Excerpt provided →
☆ ☆ ☆ ☆ ☆ ☆ ☆
30 Day Investing Challenge, Day 25: The HSA Shoebox Strategy
In everything in life there are beginner, intermediate, and advanced topics. Throughout this challenge each day increased the level of difficulty gradually so that you slowly became an investing expert. But now it’s time to dive into some advanced and uncommon investing strategies that can take your wealth to the next level.
One of my favorites is the HSA shoebox strategy. If you don’t have access to an HSA, hang on before you close your window. There may be a time when you’re able to invest in an HSA and knowing there’s a powerful tool you can use to grow your wealth exponentially using this account will come in handy.
HSA Recap
Let’s recap how HSAs work:
You qualify for them through a high deductible health plan, either through your workplace or through the healthcare exchange.
If you receive healthcare through work, they will provide you with the account (and may even give you matching dollars).
☆ ☆ ☆ ☆ ☆ ☆ ☆
[Extracted data entries]
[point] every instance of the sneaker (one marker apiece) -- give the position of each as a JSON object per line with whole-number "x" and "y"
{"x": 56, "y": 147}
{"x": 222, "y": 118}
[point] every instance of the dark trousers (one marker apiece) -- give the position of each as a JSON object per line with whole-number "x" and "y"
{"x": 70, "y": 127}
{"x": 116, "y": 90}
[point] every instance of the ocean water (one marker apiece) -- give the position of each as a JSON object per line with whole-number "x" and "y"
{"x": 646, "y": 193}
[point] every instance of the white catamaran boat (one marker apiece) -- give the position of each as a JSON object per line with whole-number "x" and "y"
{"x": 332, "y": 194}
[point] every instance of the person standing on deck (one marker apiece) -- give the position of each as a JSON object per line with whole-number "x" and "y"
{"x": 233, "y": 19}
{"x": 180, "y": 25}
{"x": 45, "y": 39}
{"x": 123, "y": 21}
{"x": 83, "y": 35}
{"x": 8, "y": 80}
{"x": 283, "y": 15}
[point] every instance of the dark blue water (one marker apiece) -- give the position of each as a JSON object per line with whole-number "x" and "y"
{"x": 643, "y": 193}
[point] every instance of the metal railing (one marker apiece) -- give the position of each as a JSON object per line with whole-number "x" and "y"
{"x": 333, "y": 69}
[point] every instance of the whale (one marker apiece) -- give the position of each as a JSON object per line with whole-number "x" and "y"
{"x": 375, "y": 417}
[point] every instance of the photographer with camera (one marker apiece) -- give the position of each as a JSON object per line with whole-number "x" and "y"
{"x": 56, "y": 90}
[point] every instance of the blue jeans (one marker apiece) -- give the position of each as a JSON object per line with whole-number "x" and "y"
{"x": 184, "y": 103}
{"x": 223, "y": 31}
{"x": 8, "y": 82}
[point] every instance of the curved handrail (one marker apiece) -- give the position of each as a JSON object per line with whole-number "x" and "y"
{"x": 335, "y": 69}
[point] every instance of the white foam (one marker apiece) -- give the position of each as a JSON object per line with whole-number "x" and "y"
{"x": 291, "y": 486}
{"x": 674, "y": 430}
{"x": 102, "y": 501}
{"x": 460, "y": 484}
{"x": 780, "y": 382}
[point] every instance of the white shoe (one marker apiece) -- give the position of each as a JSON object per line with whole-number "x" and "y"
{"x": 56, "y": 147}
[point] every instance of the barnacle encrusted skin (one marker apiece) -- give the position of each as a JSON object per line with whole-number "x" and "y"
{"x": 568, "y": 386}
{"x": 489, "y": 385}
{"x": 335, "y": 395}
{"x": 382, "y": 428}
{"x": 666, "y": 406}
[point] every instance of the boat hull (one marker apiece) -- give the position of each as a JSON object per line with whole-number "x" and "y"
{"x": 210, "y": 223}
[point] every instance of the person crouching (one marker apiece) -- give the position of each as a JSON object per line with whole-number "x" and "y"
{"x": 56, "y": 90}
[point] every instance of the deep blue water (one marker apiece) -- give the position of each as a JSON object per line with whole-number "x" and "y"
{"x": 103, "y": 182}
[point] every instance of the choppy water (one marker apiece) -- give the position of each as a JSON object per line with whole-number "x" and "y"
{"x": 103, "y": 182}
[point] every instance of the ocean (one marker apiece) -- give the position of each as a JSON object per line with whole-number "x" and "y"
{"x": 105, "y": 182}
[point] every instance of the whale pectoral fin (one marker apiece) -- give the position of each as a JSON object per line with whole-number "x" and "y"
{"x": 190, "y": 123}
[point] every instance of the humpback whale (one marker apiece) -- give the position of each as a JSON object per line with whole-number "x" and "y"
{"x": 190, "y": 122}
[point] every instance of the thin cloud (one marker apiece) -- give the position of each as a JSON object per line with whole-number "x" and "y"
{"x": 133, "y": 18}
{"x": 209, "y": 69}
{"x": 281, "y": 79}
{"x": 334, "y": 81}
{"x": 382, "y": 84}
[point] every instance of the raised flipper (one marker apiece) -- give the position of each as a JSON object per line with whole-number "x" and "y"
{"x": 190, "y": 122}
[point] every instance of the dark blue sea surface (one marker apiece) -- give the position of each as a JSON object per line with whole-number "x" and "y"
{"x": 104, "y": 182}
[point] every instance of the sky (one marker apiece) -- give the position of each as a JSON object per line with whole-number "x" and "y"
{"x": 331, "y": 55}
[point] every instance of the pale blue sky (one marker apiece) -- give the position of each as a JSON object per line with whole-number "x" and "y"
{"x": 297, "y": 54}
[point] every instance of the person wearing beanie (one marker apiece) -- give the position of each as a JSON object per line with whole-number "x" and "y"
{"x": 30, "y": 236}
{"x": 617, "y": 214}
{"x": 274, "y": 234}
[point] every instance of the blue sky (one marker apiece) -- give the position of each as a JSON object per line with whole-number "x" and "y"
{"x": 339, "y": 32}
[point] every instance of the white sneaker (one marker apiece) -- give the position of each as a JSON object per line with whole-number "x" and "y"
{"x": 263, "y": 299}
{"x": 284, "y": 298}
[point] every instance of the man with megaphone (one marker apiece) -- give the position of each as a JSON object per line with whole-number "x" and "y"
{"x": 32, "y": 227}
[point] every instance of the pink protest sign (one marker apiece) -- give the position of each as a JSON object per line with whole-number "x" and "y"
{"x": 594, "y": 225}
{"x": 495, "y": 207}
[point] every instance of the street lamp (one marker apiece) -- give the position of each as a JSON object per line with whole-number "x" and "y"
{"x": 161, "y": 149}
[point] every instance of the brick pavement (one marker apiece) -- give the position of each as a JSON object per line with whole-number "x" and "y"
☆ ☆ ☆ ☆ ☆ ☆ ☆
Task A →
Using the HSA shoebox article, decide whether each statement below agrees with it. Answer yes or no for each, and quote the exact words that decide it.
(i) A person qualifies for an HSA through a high deductible health plan.
(ii) Readers who don't have access to an HSA are told to stop reading.
(iii) Employers that provide an HSA always add matching dollars.
Task B → Carry the HSA shoebox article on from its final sentence, keeping its voice and its direct address to the reader.

Answer section A →
(i) Yes: "You qualify for them through a high deductible health plan, either through your workplace or through the healthcare exchange."
(ii) No: "If you don’t have access to an HSA, hang on before you close your window."
(iii) No: "(and may even give you matching dollars)"

Answer section B →
If you have to buy your insurance independently you can open an HSA yourself.
HSAs have what is called the triple tax advantage:
Your contributions are tax free.
The money grows tax free.
And you can pull the money out for qualified medical expenses tax free.
If you don’t spend the money on qualified medical expenses you can use your HSA as a regular retirement account once you reach age 65 — this means you can withdraw money for any expense but will have to pay taxes on it.
The Shoebox Strategy
What if I told you there’s another way to access your HSA money, tax free, and before age 65? With this little known hack you can do just that. HSA shoeboxing takes advantage of the stipulation that you can use HSA money at any time to pay for medical expenses. You don’t have to use that HSA money in the same year you incur the medical expense (this is how an FSA works). If you save diligently in your HSA for 5 years and have $25,000, then have a medical procedure in year 6 that costs $10,000: you can use your HSA money to pay for the whole thing.
So this is one cool thing about HSAs, but it’s not the cool thing. Given the above, here is how the shoebox method works:
You put money in your HSA tax free.
You invest everything above your deductible in a total stock or S&P 500 index fund.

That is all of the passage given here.